Short problem: Every record should be repeated exactly, except that pictures are left out.

++++++++++

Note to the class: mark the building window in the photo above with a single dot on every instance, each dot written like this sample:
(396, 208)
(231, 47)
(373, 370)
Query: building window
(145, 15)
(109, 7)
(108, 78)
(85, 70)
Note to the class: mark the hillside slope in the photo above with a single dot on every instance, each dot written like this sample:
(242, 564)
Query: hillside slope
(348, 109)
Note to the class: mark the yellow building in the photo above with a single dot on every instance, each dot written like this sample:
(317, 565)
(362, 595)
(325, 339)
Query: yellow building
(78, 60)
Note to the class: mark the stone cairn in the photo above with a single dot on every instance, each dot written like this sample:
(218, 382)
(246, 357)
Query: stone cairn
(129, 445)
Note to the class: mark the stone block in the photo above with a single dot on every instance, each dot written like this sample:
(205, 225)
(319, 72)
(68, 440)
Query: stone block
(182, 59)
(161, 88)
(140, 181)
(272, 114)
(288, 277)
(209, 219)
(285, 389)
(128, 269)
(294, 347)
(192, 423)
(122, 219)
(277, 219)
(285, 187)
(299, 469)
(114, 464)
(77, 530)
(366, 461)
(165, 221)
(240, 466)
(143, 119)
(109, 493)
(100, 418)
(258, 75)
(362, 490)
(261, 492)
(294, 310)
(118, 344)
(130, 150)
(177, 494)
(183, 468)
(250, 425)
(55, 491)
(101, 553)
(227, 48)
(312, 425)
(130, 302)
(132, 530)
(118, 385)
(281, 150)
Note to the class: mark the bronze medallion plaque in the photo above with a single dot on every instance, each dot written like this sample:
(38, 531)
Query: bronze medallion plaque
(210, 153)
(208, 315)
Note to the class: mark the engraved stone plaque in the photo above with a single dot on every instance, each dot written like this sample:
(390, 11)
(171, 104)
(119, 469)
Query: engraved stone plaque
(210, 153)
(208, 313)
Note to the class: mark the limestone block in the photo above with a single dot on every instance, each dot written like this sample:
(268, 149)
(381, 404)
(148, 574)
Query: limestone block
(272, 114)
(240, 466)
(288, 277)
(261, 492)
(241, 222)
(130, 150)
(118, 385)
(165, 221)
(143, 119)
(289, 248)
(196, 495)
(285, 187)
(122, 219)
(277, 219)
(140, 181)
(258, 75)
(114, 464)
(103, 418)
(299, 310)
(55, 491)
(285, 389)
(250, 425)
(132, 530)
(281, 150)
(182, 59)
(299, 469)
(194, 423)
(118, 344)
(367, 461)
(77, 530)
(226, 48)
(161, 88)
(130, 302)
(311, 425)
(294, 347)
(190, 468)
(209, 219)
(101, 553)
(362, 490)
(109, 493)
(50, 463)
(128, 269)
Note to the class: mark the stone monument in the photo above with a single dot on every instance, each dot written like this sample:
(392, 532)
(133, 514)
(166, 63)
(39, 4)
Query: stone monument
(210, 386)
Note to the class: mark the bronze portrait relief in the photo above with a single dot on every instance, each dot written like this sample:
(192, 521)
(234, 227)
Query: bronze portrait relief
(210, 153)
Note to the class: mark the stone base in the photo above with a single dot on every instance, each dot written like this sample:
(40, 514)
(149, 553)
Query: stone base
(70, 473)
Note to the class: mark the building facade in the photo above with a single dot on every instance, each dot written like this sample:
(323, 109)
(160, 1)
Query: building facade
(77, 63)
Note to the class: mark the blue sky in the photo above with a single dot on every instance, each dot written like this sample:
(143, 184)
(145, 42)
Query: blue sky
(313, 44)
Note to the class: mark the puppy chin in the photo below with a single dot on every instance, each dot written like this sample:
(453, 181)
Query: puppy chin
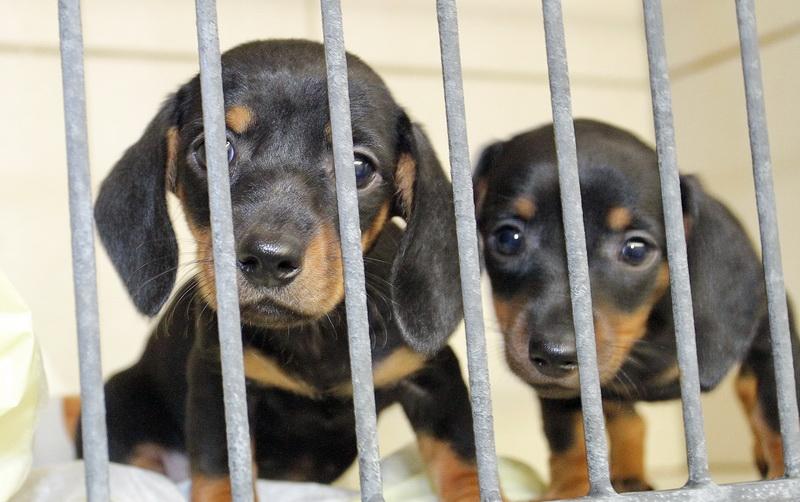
(545, 386)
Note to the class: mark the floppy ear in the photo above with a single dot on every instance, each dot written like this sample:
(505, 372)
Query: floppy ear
(485, 162)
(728, 295)
(132, 218)
(426, 289)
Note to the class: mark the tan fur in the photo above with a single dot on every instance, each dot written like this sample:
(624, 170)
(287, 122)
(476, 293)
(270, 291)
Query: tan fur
(404, 178)
(617, 332)
(208, 489)
(148, 456)
(480, 194)
(667, 376)
(71, 414)
(266, 371)
(619, 218)
(398, 365)
(767, 446)
(238, 118)
(525, 208)
(626, 431)
(455, 480)
(372, 233)
(569, 473)
(173, 141)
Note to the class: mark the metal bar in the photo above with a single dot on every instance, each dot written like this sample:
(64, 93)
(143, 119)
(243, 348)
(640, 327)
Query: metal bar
(219, 199)
(770, 240)
(782, 490)
(468, 258)
(93, 406)
(676, 245)
(577, 261)
(350, 231)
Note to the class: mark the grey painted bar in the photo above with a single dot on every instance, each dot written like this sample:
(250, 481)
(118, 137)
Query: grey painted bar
(697, 457)
(577, 260)
(219, 196)
(350, 232)
(770, 240)
(93, 407)
(468, 257)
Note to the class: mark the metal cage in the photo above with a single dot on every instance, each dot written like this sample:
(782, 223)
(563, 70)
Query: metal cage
(700, 487)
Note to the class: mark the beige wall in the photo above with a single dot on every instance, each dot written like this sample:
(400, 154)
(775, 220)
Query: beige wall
(137, 52)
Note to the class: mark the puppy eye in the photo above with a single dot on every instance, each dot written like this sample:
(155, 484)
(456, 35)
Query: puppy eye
(636, 251)
(364, 170)
(508, 240)
(200, 152)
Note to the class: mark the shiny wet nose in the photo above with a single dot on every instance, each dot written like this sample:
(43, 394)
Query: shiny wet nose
(553, 359)
(270, 262)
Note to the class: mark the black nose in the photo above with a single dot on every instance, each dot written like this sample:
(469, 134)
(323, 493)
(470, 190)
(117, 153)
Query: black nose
(553, 359)
(268, 261)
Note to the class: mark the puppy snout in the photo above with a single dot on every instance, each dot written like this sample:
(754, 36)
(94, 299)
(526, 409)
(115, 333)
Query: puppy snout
(553, 359)
(270, 261)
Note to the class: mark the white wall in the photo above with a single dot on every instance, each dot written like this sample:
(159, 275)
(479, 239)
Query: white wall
(137, 52)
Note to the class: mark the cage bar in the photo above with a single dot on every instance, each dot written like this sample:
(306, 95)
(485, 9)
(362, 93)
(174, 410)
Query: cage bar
(350, 231)
(682, 310)
(780, 333)
(468, 257)
(93, 407)
(577, 261)
(219, 198)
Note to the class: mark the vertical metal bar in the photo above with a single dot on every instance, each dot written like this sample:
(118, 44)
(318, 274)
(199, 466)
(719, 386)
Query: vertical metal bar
(350, 231)
(93, 407)
(577, 261)
(770, 240)
(676, 245)
(469, 266)
(219, 198)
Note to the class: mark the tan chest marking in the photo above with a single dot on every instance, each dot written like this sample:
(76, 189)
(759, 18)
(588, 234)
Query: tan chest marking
(265, 371)
(400, 364)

++++++++++

Full response:
Note to the class: mark the building window in the photo above with a single dot on every instance, each dot written like this sample:
(396, 208)
(231, 47)
(373, 370)
Query: building window
(145, 15)
(109, 7)
(108, 78)
(85, 70)
Note to the class: mark the hillside slope in the photo above with a single dot on every instance, each dot written like this sample:
(242, 564)
Query: hillside slope
(348, 109)
Note to the class: mark the yellow building in the photo above with a single dot on every instance, each dot written like this sample:
(317, 565)
(362, 595)
(325, 339)
Query: yellow building
(78, 60)
Note to the class: mark the stone cairn in the photo above with a single dot on every instance, each dot written like this sample:
(218, 382)
(246, 357)
Query: stone cairn
(129, 445)
Note to the class: mark the stone block in the photo above with a single dot on every instance, each dot written like this sample:
(205, 225)
(319, 72)
(68, 440)
Query: stone block
(182, 59)
(161, 88)
(140, 181)
(272, 114)
(288, 277)
(209, 219)
(285, 389)
(128, 269)
(294, 347)
(192, 423)
(122, 219)
(277, 219)
(285, 187)
(299, 469)
(114, 464)
(77, 530)
(366, 461)
(165, 221)
(240, 466)
(143, 119)
(109, 493)
(100, 418)
(258, 75)
(362, 490)
(261, 492)
(294, 310)
(118, 344)
(130, 150)
(177, 494)
(183, 468)
(250, 425)
(55, 491)
(101, 553)
(227, 48)
(312, 425)
(130, 302)
(132, 530)
(118, 385)
(281, 150)
Note to the class: mark the bronze medallion plaque in the photo above with a single dot on every instance, each dot written like this sample:
(38, 531)
Query: bronze medallion plaque
(210, 153)
(208, 315)
Note to the class: mark the engraved stone plaque in the photo above with a single dot on every instance, each dot written like this sample:
(390, 11)
(171, 104)
(119, 469)
Query: engraved stone plaque
(210, 153)
(208, 313)
Note to the class: mark the limestone block in the photo above with a single dot on every instance, each dot written like this sample:
(268, 149)
(381, 404)
(148, 574)
Query: limestone block
(272, 114)
(240, 466)
(288, 277)
(261, 492)
(241, 222)
(130, 150)
(118, 385)
(165, 221)
(143, 119)
(289, 248)
(196, 495)
(285, 187)
(122, 219)
(277, 219)
(140, 181)
(258, 75)
(114, 464)
(103, 418)
(299, 310)
(55, 491)
(285, 389)
(250, 425)
(132, 530)
(281, 150)
(182, 59)
(299, 469)
(194, 423)
(118, 344)
(367, 461)
(77, 530)
(226, 48)
(161, 88)
(130, 302)
(311, 425)
(294, 347)
(190, 468)
(209, 219)
(101, 553)
(362, 490)
(109, 493)
(50, 463)
(128, 269)
Note to the class: mark the stone monument in the photo above with a single dot on every instance, each dot written like this sample:
(392, 532)
(133, 514)
(166, 63)
(39, 4)
Query: stone monument
(210, 386)
Note to the class: mark the bronze portrait relief in the photo above with a single dot on every instance, each dot written like this sample:
(192, 521)
(234, 227)
Query: bronze portrait relief
(210, 153)
Note to the class: mark the stone base in the photo above with a single dot on every instance, each dot written like this sample:
(40, 514)
(149, 553)
Query: stone base
(70, 473)
Note to the class: mark the building facade in the photo above with a single dot on every instance, each dot written like this sample:
(323, 109)
(160, 1)
Query: building facade
(77, 63)
Note to the class: mark the blue sky in the photo above with a single dot on every instance, each dot written like this sample:
(143, 184)
(145, 42)
Query: blue sky
(313, 44)
Note to the class: mark the puppy chin in the photo below with a single dot on every instance, each dot written like this sample:
(453, 181)
Query: puppy chin
(545, 386)
Note to the class: mark the floppy ear in the photo above with a single dot on every instance, each dot written like this sample:
(505, 372)
Query: floppy ear
(485, 162)
(728, 295)
(132, 218)
(426, 289)
Note to the class: mark the tan fur in the photo above with a single dot on every instance, each dot written like this sample:
(624, 170)
(287, 122)
(476, 293)
(270, 291)
Query: tan fur
(404, 178)
(617, 332)
(208, 489)
(148, 456)
(480, 194)
(667, 376)
(71, 414)
(266, 371)
(619, 218)
(398, 365)
(767, 446)
(238, 118)
(525, 208)
(626, 431)
(455, 480)
(372, 233)
(569, 473)
(173, 141)
Note to the class: mark the metal bar in the photo above with a single dot on every instance, each dot written like this sample:
(64, 93)
(143, 119)
(243, 348)
(640, 327)
Query: metal bar
(219, 199)
(770, 240)
(782, 490)
(468, 258)
(93, 406)
(676, 245)
(577, 261)
(350, 231)
Note to the class: mark the grey painted bar in the photo above with a single dot on every instance, each dot written like this sample:
(250, 481)
(118, 137)
Query: grey painted bar
(697, 457)
(577, 260)
(219, 196)
(350, 232)
(770, 240)
(93, 407)
(468, 257)
Note to the class: mark the metal cage in the photo above with a single dot on every instance, each dot written like this sample:
(782, 223)
(563, 70)
Query: metal cage
(700, 487)
Note to the class: mark the beige wall in the photo above with a single dot on every instance, each dot written like this sample:
(400, 154)
(775, 220)
Query: beige wall
(137, 52)
Note to the class: mark the puppy eye in the photo above with a single dot on every instance, each dot written like this sample:
(155, 484)
(456, 35)
Query: puppy eye
(636, 251)
(364, 170)
(508, 240)
(200, 152)
Note to the class: mark the shiny wet nose in the photo above with a single dot on every instance, each dot written like this sample:
(43, 394)
Query: shiny wet nose
(553, 359)
(270, 262)
Note to the class: mark the black nose in the photo above with a single dot on every instance, each dot written like this sample:
(469, 134)
(323, 493)
(470, 190)
(117, 153)
Query: black nose
(553, 359)
(268, 261)
Note to the class: mark the puppy snout in the photo above with a single dot on every instance, each dot written like this sample:
(754, 36)
(94, 299)
(526, 409)
(115, 333)
Query: puppy snout
(553, 359)
(270, 261)
Note to the class: mark the white wall in the photo above with a single dot on every instance, each dot written like this sample:
(159, 275)
(479, 239)
Query: white wall
(137, 52)
Note to the class: mark the cage bar in the photo above with a single dot on every instance, each dot written like this sample:
(306, 95)
(485, 9)
(362, 93)
(174, 410)
Query: cage bar
(350, 231)
(682, 310)
(780, 333)
(468, 257)
(93, 407)
(577, 261)
(219, 198)
Note to the class: mark the vertical metal bar in the photo above with a single dot on every instance, each dot written like this sample:
(118, 44)
(318, 274)
(199, 466)
(719, 386)
Query: vertical metal bar
(350, 231)
(93, 407)
(577, 261)
(770, 240)
(676, 245)
(469, 266)
(219, 198)
Note to the class: mark the tan chest marking in the photo above with a single dot on every instance, each dot written like this sample:
(76, 189)
(759, 18)
(588, 234)
Query: tan chest marking
(265, 371)
(400, 364)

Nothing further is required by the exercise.